### EXERCISE TEXT

New Delhi (AFP) - India banned an Islamist group and its affiliates for five years on Wednesday over alleged terrorism links, after a nationwide crackdown that saw hundreds of the organisation's members arrested.
A government notice said the Popular Front of India (PFI) had been outlawed for its ties to extremist organisations, including the Islamic State group, and for violent attacks attributed to its members.
The PFI denies involvement in extremist activity and says it is the subject of a "witch hunt" by Prime Minister Narendra Modi's Hindu nationalist government.
Police have arrested more than 300 PFI cadres in raids across the country since Friday.
A home affairs ministry statement announcing the ban outlined a laundry list of charges accusing the group of violent and subversive activities.
Members had engaged in "cold-blooded killings of persons associated with organisations espousing other faiths, obtaining explosives to target prominent people and places and destruction of public property", Wednesday's notice said.
The ministry said PFI members had been responsible for at least 10 murders in southern India since 2016 and accused the group of "pursuing a secret agenda" to radicalise society and undermine democracy.
Hardline Hindu groups have long campaigned for a ban on PFI, which is estimated to have tens of thousands of members around India.
Calls to outlaw the organisation have grown in recent months after several Muslim-led protests against the government.
The group was accused of organising street rallies against a state ban on the wearing of hijabs by Muslim school students in Karnataka, which resulted in violent confrontations between protesters and Hindu activists.
Violent attacks
Modi's government has been accused of clamping down on dissent and promoting discriminatory policies toward the country's 200-million-strong Muslim minority since coming to power in 2014.

### STUDY MATERIAL
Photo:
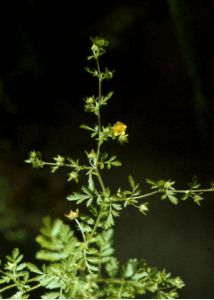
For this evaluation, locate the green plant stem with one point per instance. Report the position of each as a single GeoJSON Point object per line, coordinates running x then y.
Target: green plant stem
{"type": "Point", "coordinates": [82, 231]}
{"type": "Point", "coordinates": [8, 287]}
{"type": "Point", "coordinates": [194, 191]}
{"type": "Point", "coordinates": [34, 287]}
{"type": "Point", "coordinates": [146, 195]}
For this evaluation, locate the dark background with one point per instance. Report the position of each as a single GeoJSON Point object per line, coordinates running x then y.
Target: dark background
{"type": "Point", "coordinates": [162, 52]}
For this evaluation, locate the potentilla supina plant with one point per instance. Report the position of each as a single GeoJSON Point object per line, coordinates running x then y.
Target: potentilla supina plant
{"type": "Point", "coordinates": [84, 266]}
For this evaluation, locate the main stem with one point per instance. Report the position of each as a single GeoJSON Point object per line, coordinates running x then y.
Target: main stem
{"type": "Point", "coordinates": [98, 150]}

### TO DO
1. Do these statements agree with the news report on India's ban of the Popular Front of India? Answer yes or no for each and quote the deciding words. (a) India outlawed the group for ten years. (b) Police arrested more than 300 PFI cadres in raids that began on Friday. (c) The ministry held PFI members responsible for at least 10 murders in southern India since 2016.
2. From the news report on India's ban of the Popular Front of India, copy verbatim the part that opens with the words containing "Police have arrested" and closes with "members around India.".

### ANSWERS BY TASK
1.
(a) No: "India banned an Islamist group and its affiliates for five years on Wednesday"
(b) Yes: "Police have arrested more than 300 PFI cadres in raids across the country since Friday."
(c) Yes: "PFI members had been responsible for at least 10 murders in southern India since 2016"

2.
Police have arrested more than 300 PFI cadres in raids across the country since Friday.
A home affairs ministry statement announcing the ban outlined a laundry list of charges accusing the group of violent and subversive activities.
Members had engaged in "cold-blooded killings of persons associated with organisations espousing other faiths, obtaining explosives to target prominent people and places and destruction of public property", Wednesday's notice said.
The ministry said PFI members had been responsible for at least 10 murders in southern India since 2016 and accused the group of "pursuing a secret agenda" to radicalise society and undermine democracy.
Hardline Hindu groups have long campaigned for a ban on PFI, which is estimated to have tens of thousands of members around India.